» Excerto fornecido
Em 1895, mudou-se para Lisboa, onde se dedicou à Filologia e à Lexicologia (sobretudo asiática e luso-oriental), sobressaindo pelo seu trabalho em torno dos crioulos indo-portugueses e das línguas concani e sânscrita, assim como da influência da língua portuguesa na Ásia. Em 1907, sucedeu a Vasconcelos Abreu no magistério da língua sânscrita, que assegurou entre 1907/1908 e 1921/1922. Mariano José Luís de Gonzaga Saldanha (1878-1975) sucedeu-lhe no ensino dessa língua, a qual chegou a lecionar no Instituto de Línguas Africanas e Orientais da Escola Superior Colonial entre 1946 e 1948.

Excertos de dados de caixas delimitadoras
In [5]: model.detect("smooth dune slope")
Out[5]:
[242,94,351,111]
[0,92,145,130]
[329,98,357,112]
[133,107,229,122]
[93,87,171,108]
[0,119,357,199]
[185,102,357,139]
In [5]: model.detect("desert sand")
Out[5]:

» Objetivos
1. Reescreva o excerto desde "Em 1895, mudou-se" até "1946 e 1948.", inclusive, trocando "Lisboa" por "Coimbra".
2. Segundo o excerto, entre que anos viveu Mariano José Luís de Gonzaga Saldanha?

» Respostas do exercício
1.
Em 1895, mudou-se para Coimbra, onde se dedicou à Filologia e à Lexicologia (sobretudo asiática e luso-oriental), sobressaindo pelo seu trabalho em torno dos crioulos indo-portugueses e das línguas concani e sânscrita, assim como da influência da língua portuguesa na Ásia. Em 1907, sucedeu a Vasconcelos Abreu no magistério da língua sânscrita, que assegurou entre 1907/1908 e 1921/1922. Mariano José Luís de Gonzaga Saldanha (1878-1975) sucedeu-lhe no ensino dessa língua, a qual chegou a lecionar no Instituto de Línguas Africanas e Orientais da Escola Superior Colonial entre 1946 e 1948.

2. Entre 1878 e 1975.